**What to work on**
Please copy every line from the records below that contains the string "station".

[[ Data supplied, beginning ]]

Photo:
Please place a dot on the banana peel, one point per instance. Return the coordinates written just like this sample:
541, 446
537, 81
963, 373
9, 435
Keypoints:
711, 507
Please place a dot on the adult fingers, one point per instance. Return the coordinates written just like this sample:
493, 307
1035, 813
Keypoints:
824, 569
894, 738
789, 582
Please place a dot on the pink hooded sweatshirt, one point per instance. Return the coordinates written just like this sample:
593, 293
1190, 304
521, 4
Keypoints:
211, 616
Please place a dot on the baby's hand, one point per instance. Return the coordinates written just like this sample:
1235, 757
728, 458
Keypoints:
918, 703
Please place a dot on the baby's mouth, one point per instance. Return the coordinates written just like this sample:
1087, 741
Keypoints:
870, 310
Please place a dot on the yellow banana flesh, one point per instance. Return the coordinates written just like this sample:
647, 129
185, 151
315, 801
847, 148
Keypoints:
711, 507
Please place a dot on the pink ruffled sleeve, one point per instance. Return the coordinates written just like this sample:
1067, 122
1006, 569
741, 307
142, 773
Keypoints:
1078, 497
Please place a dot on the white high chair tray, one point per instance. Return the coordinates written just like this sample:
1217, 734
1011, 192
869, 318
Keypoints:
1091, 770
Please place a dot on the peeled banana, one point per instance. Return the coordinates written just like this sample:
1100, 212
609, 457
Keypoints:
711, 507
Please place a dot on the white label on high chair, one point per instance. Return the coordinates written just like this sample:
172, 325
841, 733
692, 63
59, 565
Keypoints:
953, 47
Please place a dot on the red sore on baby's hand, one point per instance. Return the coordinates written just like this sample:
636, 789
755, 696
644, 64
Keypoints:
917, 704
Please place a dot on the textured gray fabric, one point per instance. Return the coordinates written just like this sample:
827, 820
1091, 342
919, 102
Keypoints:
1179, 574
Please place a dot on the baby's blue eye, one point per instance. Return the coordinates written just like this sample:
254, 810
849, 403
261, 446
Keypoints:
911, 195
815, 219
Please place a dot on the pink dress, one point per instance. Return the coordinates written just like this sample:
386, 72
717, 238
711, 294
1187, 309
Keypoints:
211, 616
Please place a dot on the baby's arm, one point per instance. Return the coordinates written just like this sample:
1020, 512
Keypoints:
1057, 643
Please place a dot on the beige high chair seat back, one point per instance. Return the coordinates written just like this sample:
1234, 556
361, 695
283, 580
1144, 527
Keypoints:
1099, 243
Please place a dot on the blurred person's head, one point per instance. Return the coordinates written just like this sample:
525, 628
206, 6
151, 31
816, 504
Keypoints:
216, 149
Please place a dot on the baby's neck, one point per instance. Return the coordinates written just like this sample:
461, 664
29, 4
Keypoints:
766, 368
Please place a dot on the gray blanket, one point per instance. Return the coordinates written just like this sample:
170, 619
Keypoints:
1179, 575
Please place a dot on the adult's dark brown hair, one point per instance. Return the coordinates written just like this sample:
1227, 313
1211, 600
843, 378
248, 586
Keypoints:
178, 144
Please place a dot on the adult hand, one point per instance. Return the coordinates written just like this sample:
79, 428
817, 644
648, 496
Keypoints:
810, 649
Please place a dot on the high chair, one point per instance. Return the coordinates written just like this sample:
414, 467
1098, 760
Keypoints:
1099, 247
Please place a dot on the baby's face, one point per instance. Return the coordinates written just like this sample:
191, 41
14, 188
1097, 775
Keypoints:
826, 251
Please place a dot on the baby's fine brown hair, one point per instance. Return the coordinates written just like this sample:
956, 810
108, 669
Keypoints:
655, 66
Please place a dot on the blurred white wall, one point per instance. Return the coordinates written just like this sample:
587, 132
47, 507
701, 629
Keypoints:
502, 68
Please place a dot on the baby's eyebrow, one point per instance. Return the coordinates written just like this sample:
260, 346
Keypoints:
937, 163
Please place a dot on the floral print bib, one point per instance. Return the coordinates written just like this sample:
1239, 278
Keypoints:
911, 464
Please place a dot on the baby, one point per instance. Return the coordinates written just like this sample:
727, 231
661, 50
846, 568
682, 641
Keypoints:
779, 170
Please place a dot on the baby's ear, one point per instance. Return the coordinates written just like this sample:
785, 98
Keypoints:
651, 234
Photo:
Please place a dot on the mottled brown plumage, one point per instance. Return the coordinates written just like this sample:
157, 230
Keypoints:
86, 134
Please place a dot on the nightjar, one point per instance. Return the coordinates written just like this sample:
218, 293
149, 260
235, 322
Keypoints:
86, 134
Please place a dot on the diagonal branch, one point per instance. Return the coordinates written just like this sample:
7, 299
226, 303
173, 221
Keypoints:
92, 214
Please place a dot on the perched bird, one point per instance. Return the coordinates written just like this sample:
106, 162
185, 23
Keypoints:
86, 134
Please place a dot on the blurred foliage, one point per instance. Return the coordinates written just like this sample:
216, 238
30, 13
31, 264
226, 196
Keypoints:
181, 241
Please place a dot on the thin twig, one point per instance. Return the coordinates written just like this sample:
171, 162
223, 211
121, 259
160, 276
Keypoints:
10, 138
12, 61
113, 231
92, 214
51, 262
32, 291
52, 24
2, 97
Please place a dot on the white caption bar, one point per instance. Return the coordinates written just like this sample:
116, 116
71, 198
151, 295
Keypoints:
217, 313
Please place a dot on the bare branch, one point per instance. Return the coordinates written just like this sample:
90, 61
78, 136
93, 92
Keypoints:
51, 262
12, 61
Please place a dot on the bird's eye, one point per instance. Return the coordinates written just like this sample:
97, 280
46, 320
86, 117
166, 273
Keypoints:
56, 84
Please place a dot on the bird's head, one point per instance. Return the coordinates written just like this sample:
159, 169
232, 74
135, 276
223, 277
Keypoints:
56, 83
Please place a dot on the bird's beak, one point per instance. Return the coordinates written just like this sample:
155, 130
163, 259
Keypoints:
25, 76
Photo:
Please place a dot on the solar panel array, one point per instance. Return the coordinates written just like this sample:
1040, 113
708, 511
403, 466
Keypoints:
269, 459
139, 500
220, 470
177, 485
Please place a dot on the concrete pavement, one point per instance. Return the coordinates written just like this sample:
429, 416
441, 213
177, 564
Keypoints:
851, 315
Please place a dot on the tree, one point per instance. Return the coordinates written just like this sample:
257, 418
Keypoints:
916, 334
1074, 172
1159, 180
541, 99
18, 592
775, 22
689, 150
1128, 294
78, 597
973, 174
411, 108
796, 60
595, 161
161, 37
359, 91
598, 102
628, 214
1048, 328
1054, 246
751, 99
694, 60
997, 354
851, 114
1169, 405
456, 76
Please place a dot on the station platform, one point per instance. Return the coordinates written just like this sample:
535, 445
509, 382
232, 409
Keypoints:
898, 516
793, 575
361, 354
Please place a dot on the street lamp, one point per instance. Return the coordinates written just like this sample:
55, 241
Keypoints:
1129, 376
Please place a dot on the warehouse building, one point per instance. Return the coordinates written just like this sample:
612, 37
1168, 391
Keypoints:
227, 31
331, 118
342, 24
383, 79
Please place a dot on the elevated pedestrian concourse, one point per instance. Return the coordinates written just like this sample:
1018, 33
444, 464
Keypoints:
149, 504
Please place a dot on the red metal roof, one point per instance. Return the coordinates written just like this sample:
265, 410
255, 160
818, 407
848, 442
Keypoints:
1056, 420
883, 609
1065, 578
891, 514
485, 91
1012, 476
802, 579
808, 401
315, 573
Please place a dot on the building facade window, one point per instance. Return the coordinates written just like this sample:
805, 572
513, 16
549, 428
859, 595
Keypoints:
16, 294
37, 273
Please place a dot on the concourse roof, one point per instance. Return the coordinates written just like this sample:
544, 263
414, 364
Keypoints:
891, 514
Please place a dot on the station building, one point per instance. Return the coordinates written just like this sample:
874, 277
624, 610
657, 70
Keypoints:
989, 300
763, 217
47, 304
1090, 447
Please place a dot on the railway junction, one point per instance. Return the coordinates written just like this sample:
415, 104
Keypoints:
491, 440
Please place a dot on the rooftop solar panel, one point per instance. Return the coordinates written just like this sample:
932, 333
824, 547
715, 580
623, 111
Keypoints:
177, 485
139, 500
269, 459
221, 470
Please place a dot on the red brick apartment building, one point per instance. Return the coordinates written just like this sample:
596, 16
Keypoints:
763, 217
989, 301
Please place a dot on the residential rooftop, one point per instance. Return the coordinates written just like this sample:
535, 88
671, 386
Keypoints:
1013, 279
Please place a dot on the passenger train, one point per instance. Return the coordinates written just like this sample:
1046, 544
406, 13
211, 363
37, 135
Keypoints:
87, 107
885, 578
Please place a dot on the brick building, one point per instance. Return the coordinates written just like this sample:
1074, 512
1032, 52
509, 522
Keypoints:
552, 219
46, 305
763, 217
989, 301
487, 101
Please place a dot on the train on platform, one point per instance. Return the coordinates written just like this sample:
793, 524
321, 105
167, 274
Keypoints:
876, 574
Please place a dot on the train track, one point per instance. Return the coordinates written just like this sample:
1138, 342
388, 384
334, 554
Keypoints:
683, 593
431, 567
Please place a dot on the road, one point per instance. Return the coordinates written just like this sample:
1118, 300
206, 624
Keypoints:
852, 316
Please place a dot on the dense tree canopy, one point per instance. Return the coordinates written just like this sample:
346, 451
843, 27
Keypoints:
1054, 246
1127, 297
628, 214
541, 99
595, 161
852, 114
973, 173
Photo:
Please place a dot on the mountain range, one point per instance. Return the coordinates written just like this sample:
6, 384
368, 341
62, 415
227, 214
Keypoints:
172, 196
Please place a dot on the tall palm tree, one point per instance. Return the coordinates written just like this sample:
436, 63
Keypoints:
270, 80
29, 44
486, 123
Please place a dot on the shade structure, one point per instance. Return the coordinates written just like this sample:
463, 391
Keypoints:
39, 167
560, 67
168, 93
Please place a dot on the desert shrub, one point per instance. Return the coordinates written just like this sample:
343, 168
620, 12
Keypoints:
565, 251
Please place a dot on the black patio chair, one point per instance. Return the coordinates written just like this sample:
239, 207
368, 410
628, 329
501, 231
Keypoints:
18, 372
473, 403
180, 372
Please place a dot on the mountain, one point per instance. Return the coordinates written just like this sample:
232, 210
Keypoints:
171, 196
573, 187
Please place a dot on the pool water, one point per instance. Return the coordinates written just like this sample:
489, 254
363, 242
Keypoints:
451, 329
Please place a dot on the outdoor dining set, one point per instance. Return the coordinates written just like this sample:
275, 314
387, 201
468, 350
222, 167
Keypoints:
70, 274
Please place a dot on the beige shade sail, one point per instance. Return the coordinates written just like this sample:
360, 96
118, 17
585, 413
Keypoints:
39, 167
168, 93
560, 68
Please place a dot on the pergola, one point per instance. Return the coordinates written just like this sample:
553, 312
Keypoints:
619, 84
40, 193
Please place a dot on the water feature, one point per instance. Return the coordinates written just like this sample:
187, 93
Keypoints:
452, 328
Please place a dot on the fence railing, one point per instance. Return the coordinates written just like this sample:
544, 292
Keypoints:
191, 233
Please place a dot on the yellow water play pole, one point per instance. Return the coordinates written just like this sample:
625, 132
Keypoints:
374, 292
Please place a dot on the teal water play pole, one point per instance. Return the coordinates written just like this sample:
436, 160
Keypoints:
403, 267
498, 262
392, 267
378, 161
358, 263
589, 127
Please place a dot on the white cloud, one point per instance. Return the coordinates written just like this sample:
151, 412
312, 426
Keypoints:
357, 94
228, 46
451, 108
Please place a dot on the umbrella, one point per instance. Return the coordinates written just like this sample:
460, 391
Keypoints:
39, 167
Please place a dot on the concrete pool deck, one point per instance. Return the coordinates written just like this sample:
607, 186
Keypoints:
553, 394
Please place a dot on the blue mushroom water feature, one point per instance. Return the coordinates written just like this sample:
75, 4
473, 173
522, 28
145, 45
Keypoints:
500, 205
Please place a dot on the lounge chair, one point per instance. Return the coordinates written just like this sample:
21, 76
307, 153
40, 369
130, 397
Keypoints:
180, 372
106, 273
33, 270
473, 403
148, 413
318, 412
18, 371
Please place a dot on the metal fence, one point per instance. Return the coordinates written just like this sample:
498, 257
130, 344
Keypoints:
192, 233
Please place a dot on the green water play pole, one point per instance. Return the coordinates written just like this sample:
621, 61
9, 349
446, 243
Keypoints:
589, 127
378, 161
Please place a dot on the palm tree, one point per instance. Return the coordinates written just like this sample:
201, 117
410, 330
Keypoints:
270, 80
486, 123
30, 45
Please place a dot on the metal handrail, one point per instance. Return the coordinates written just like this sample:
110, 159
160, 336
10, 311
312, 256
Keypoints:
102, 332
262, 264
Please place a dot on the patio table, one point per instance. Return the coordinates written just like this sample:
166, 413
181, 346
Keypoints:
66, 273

[[ Data supplied, end ]]

**Finished exercise**
Please place a dot on the station platform, one point per instance. Return the coordinates written just like this sample:
Please place a dot on the station building, one point per instance. Return the coordinates written just like this sample:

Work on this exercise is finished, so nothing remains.